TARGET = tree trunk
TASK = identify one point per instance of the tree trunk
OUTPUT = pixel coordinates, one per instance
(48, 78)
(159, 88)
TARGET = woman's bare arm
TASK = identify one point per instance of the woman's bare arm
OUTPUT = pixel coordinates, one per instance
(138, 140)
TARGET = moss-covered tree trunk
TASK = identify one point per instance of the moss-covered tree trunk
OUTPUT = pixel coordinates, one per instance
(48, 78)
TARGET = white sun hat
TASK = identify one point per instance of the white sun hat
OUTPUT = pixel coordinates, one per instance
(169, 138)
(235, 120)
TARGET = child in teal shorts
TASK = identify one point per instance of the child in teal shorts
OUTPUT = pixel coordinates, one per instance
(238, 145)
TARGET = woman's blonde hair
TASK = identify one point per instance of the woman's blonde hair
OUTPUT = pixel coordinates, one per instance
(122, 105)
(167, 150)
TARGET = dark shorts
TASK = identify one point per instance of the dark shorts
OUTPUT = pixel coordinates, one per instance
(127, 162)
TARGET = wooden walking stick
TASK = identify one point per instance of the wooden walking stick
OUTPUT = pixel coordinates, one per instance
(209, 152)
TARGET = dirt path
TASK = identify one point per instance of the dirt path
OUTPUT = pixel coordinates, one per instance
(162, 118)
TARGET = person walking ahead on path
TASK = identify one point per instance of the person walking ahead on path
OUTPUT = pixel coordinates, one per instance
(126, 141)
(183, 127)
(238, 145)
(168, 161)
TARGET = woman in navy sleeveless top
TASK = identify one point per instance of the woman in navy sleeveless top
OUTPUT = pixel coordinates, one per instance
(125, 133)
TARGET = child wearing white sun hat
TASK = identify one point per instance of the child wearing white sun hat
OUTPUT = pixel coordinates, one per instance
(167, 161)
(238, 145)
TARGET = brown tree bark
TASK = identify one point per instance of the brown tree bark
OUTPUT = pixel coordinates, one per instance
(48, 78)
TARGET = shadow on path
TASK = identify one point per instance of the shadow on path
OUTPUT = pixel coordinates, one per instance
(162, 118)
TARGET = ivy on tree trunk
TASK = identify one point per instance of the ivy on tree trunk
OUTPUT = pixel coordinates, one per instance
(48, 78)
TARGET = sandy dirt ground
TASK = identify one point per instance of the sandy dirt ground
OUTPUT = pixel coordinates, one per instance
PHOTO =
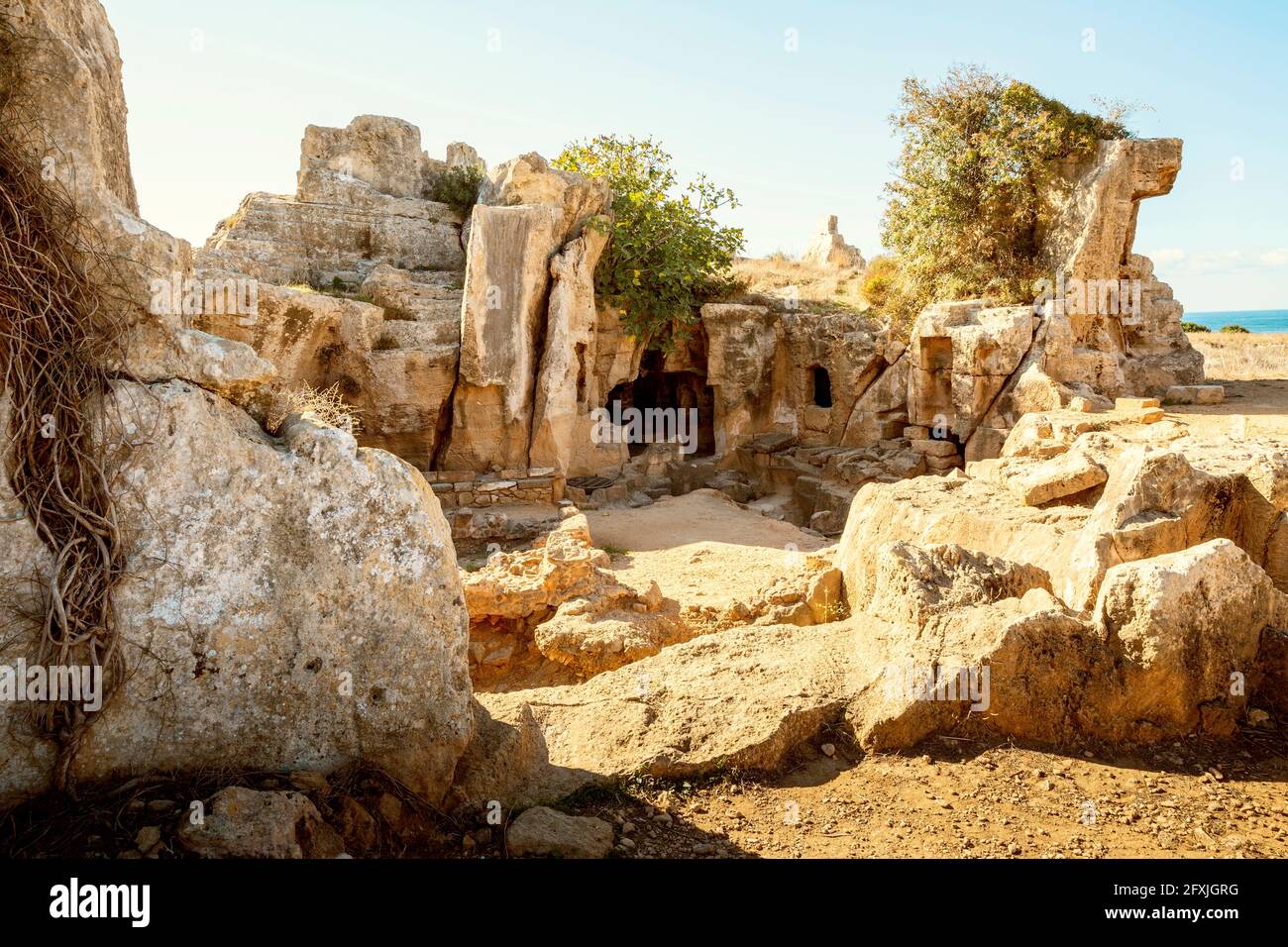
(702, 549)
(958, 799)
(951, 796)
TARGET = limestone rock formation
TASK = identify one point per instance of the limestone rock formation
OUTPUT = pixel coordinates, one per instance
(252, 823)
(541, 831)
(288, 602)
(361, 200)
(829, 250)
(529, 210)
(1090, 240)
(72, 124)
(558, 604)
(745, 697)
(587, 355)
(291, 603)
(961, 357)
(1164, 491)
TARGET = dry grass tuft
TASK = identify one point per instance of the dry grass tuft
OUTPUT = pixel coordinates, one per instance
(1235, 357)
(326, 406)
(816, 289)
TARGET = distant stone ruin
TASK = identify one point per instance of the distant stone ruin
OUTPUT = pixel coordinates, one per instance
(829, 250)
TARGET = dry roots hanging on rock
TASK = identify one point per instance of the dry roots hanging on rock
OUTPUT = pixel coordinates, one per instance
(58, 329)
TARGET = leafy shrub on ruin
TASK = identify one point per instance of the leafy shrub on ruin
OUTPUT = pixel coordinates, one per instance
(965, 211)
(458, 187)
(666, 254)
(880, 281)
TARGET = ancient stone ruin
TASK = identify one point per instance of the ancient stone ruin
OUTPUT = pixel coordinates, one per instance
(997, 488)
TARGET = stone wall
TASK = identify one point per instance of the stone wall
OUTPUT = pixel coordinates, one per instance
(523, 486)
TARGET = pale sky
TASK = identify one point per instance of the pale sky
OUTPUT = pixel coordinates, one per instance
(785, 102)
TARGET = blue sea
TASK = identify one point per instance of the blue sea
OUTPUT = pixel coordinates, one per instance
(1252, 320)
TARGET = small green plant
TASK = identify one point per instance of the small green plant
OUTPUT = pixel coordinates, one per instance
(879, 281)
(668, 253)
(458, 187)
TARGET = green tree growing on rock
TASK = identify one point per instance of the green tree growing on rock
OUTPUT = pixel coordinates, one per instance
(668, 253)
(965, 210)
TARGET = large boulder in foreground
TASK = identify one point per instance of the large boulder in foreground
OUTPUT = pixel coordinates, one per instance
(1172, 650)
(288, 603)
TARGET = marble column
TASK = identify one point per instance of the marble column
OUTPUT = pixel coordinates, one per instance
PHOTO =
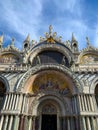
(83, 103)
(88, 102)
(10, 123)
(21, 123)
(30, 124)
(20, 102)
(5, 102)
(79, 100)
(93, 124)
(11, 101)
(95, 103)
(23, 109)
(7, 106)
(34, 118)
(13, 104)
(1, 122)
(68, 124)
(91, 102)
(84, 123)
(75, 103)
(88, 123)
(16, 123)
(17, 99)
(6, 123)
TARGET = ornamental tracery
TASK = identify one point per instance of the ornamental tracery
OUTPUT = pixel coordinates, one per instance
(48, 80)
- - -
The listing above holds a line with "TARGET = pale sky" and a line with "TARGET = green tree growing on rock". Print the stretch from the first through the second, exactly and alone.

TARGET = pale sky
TASK = identify one point per instance of the pale sky
OUTPUT = pixel coordinates, one per instance
(785, 102)
TARGET = blue sea
TASK = identify one point per instance of the blue sea
OUTPUT = pixel coordinates, one per instance
(1252, 320)
TARGET = small green plant
TASK = identify one point per instance of the small green plant
OUTPUT = pixel coordinates, one per instance
(879, 281)
(668, 253)
(458, 187)
TARGET = green tree growing on rock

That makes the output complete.